[Records to process start]

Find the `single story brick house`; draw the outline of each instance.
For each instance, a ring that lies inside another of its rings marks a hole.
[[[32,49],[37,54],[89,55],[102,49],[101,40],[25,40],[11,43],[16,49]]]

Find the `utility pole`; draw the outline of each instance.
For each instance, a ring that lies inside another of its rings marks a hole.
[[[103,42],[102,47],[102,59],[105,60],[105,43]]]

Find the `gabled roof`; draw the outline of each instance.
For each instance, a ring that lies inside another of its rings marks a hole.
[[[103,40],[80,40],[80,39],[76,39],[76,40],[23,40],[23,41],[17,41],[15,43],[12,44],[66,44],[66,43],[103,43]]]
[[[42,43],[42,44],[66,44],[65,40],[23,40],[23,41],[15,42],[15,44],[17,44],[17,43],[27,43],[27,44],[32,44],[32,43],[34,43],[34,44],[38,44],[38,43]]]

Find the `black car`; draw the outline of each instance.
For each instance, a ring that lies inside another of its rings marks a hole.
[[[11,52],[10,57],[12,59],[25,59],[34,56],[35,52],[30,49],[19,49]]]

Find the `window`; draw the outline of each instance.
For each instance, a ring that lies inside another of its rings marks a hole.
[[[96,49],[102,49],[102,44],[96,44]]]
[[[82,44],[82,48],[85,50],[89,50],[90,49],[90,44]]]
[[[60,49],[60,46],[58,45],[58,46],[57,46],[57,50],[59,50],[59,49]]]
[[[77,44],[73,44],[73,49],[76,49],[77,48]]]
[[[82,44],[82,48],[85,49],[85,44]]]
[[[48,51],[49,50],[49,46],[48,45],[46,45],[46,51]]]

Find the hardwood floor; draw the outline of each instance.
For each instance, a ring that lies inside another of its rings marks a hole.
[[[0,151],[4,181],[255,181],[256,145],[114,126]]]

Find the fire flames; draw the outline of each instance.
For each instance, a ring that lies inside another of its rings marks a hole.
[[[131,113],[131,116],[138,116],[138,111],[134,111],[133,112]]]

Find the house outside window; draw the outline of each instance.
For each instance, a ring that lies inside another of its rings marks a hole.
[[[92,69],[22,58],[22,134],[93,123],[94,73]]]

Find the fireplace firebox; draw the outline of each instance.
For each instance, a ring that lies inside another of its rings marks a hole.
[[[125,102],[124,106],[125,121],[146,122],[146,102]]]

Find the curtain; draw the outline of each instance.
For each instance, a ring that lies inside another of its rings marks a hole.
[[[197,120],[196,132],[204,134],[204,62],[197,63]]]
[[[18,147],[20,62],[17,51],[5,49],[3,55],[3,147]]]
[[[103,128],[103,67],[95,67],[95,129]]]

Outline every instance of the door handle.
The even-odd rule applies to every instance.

[Records to process end]
[Records to process start]

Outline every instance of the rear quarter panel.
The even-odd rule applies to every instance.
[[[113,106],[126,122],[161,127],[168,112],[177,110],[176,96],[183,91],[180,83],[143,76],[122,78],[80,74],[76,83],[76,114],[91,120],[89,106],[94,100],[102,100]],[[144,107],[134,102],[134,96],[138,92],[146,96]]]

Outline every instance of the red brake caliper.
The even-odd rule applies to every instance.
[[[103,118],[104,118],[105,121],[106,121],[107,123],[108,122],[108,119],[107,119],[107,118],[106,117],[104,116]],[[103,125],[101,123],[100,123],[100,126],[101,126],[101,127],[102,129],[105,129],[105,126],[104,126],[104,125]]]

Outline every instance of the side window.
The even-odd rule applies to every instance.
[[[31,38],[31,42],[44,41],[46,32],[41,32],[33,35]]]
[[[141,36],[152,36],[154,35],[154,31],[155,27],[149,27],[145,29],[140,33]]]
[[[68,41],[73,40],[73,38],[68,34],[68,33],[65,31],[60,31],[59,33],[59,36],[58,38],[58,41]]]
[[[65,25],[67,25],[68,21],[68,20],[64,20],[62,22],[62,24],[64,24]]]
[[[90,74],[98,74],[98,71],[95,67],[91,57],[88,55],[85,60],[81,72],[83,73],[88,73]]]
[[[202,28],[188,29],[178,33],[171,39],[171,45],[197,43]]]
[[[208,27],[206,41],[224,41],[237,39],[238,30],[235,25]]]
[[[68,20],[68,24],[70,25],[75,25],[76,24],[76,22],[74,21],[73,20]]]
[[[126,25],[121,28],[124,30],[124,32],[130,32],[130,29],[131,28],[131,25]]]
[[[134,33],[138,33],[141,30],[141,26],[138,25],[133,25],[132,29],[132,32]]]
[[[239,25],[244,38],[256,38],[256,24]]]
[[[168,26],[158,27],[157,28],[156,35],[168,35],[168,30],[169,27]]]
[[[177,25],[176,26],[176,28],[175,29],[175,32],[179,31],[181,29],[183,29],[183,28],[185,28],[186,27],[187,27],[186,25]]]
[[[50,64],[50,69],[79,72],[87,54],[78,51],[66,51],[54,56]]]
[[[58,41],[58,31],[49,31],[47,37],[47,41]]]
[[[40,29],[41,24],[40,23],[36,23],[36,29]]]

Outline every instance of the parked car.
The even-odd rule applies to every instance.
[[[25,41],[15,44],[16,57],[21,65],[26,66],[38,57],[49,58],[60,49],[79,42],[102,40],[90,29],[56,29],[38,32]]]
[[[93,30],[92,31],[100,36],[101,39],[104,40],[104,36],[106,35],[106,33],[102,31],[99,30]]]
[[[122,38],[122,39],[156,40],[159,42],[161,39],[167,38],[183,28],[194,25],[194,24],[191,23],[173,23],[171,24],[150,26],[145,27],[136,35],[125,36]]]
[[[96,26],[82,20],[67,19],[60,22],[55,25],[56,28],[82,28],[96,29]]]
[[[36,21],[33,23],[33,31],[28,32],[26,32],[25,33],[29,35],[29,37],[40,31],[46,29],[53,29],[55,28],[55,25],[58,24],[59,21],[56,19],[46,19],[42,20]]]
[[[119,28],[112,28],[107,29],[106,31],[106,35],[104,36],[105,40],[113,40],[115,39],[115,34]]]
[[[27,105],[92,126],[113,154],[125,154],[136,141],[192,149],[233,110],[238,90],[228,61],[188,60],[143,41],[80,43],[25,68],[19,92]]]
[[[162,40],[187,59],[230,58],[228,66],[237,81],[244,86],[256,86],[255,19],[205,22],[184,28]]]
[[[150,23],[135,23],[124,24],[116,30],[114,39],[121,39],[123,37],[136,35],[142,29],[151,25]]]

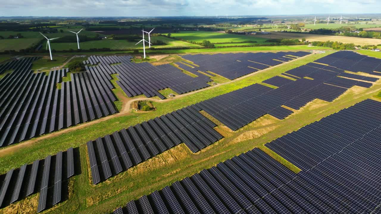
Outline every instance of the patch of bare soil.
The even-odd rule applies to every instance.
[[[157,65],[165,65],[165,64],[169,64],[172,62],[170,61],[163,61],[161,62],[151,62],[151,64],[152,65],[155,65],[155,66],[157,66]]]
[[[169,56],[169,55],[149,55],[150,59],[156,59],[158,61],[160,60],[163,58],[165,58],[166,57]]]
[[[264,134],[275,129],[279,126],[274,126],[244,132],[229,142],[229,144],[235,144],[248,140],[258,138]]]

[Records to process end]

> [What you need to do] Copy the lines from the line with "Outline every instance of the red" to the line with "[[[40,29],[41,24],[40,23],[36,23],[36,29]]]", replacing "side window" with "passenger window" and leaving everything else unchanged.

> [Output below]
Outline every instance of the red brake caliper.
The even-odd rule applies to every instance.
[[[103,118],[104,118],[105,121],[106,121],[107,123],[108,122],[108,119],[107,119],[107,118],[106,117],[104,116]],[[103,125],[101,123],[100,123],[100,126],[101,126],[101,127],[102,129],[105,129],[105,126],[104,126],[104,125]]]

Outline every instance of the passenger window.
The even-odd rule applies to every instance.
[[[31,38],[31,42],[44,41],[46,32],[41,32],[33,35]]]
[[[141,36],[152,36],[154,35],[154,31],[155,27],[149,27],[145,29],[140,33]]]
[[[68,41],[73,40],[73,38],[68,34],[68,33],[65,31],[60,31],[59,33],[59,36],[58,38],[58,41]]]
[[[65,25],[67,25],[68,21],[68,20],[64,20],[62,22],[62,24],[64,24]]]
[[[90,74],[98,74],[98,71],[95,67],[91,57],[88,55],[85,60],[81,72],[83,73],[88,73]]]
[[[202,28],[188,29],[178,33],[171,39],[171,45],[197,43]]]
[[[208,27],[206,41],[224,41],[237,39],[238,30],[235,25]]]
[[[68,20],[68,24],[70,25],[75,25],[76,24],[76,22],[74,21],[73,20]]]
[[[126,25],[121,28],[124,30],[124,32],[130,32],[130,29],[131,28],[131,25]]]
[[[134,33],[138,33],[141,30],[141,26],[138,25],[133,25],[132,29],[132,32]]]
[[[239,25],[244,38],[256,38],[256,24]]]
[[[168,26],[158,27],[157,28],[156,35],[168,35],[168,30],[169,27]]]
[[[177,25],[176,26],[176,28],[175,29],[175,32],[179,31],[181,29],[183,29],[183,28],[185,28],[186,27],[187,27],[186,25]]]
[[[50,64],[50,69],[79,72],[87,54],[78,51],[66,51],[54,56]]]
[[[58,41],[58,31],[49,31],[47,37],[47,41]]]
[[[40,29],[41,24],[40,23],[36,23],[36,29]]]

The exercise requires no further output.